» **Work to be completed**:
Reproduce every line of the following data verbatim, without any changes.

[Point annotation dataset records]
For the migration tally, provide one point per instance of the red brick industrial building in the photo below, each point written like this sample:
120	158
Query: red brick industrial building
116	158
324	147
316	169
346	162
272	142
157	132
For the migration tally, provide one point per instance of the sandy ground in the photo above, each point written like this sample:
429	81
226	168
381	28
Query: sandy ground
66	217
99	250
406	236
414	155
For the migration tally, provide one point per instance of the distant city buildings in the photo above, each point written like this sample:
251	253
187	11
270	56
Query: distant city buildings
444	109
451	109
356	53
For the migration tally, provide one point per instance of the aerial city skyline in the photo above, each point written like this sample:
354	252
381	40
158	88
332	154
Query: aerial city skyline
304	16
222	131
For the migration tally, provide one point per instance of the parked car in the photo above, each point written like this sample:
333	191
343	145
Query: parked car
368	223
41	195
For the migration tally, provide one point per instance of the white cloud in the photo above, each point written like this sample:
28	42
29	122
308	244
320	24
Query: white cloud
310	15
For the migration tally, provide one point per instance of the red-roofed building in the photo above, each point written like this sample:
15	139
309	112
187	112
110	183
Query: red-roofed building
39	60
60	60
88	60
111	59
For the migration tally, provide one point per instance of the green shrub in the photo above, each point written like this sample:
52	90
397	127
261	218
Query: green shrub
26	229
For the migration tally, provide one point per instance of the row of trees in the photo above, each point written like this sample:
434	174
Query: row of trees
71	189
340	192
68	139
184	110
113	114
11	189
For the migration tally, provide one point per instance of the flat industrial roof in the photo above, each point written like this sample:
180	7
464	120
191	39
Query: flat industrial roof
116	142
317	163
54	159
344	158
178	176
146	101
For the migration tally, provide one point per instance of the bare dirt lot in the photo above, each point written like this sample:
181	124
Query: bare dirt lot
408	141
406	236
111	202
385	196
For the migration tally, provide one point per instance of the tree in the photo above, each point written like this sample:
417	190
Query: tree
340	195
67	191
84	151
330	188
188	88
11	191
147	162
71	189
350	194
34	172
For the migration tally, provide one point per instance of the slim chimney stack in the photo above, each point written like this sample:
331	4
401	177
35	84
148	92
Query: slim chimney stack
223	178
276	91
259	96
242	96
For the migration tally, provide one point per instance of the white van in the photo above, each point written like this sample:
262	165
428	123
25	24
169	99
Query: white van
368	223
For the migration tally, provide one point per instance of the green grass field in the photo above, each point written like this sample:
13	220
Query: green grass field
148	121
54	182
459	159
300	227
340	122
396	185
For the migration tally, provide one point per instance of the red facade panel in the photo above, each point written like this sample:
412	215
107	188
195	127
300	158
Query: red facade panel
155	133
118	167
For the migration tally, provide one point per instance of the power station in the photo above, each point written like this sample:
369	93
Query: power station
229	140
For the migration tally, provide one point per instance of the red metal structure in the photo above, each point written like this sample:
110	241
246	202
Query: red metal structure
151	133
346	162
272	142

» **Complete answer**:
For the migration tally, provide one point per instance of the red brick industrial building in the photo below, each point written like this sample:
120	158
Query: red brick industrial building
116	158
324	147
316	169
346	162
272	142
157	132
For the migration tally, provide one point per instance of the sandy ground in the photo above, each point written like this sample:
429	81
226	168
381	28
Query: sandy ground
66	217
99	250
406	236
414	155
For the migration tally, provide one point per instance of the distant city buildings in the photo above, each point written like this sample:
251	253
187	11
270	56
Query: distant city buildings
444	109
451	109
356	53
For the migration tally, provide one point per instance of the aerial city skyline in the photo above, each point written like this sample:
354	252
381	40
158	88
332	154
Query: aerial city skyline
304	16
222	131
For the migration tally, provide one point per instance of the parked car in the photo above, each point written like this sample:
333	191
343	145
Query: parked car
368	223
41	195
For the migration tally, provide one point per instance of the white cloud in the photo above, each point written like this sample:
28	42
29	122
308	244
320	24
Query: white cloud
310	15
For the migration tally, provide one point per instance of the red-roofed building in the photo above, each point written like this sample:
15	139
309	112
187	112
110	183
Query: red-roofed building
39	60
60	60
88	60
111	59
For the migration tally, provide one point per instance of the green shrub in the photo above, each point written like this sample:
52	90
397	127
261	218
Query: green shrub
26	229
For the migration tally, provide one point per instance of the row of trees in the photo above, each point written like this sample:
434	174
Query: row of trees
71	189
340	192
68	139
184	110
113	114
11	189
For the migration tally, provide one point per instance of the flat industrial roof in the photo above, each point written like this sample:
180	7
464	120
191	39
Query: flat industrial roof
116	142
317	163
54	159
344	158
178	176
146	101
For the migration tally, provide one point per instance of the bare dirt lot in the photo above, each point written like this sample:
181	124
Query: bare dirt lot
408	141
406	236
111	202
385	196
For the migration tally, provide one point per instance of the tree in the photo above, each point written like this sample:
417	190
Query: tree
340	195
67	191
84	151
330	188
188	88
11	191
147	162
71	189
350	194
34	172
For the migration tally, provide one point per instance of the slim chimney stack in the photo above, each point written like this sample:
331	4
401	177
35	84
148	92
Query: slim chimney stack
223	178
276	91
259	96
242	96
For the migration tally, provide one point per instance of the white van in the photo above, each point written like this sample:
262	165
428	123
25	24
169	99
Query: white van
368	223
For the migration tally, provide one point per instance of the green grass field in the photo above, each point written like this sample:
13	220
Query: green grass field
148	121
54	182
459	159
300	227
340	122
396	185
For the migration tally, provide one point per instance of the red facade panel in the photo above, each point written like this sample:
412	215
107	188
195	127
300	158
Query: red facade panel
155	133
118	167
For the migration tally, provide one point per instance of the power station in the photo above, each point written like this sample:
369	93
Query: power station
229	140
For the migration tally, provide one point per instance of the red metal structure in the photo above, each point written like this sample:
110	241
246	202
Query: red metal structure
151	133
346	162
272	142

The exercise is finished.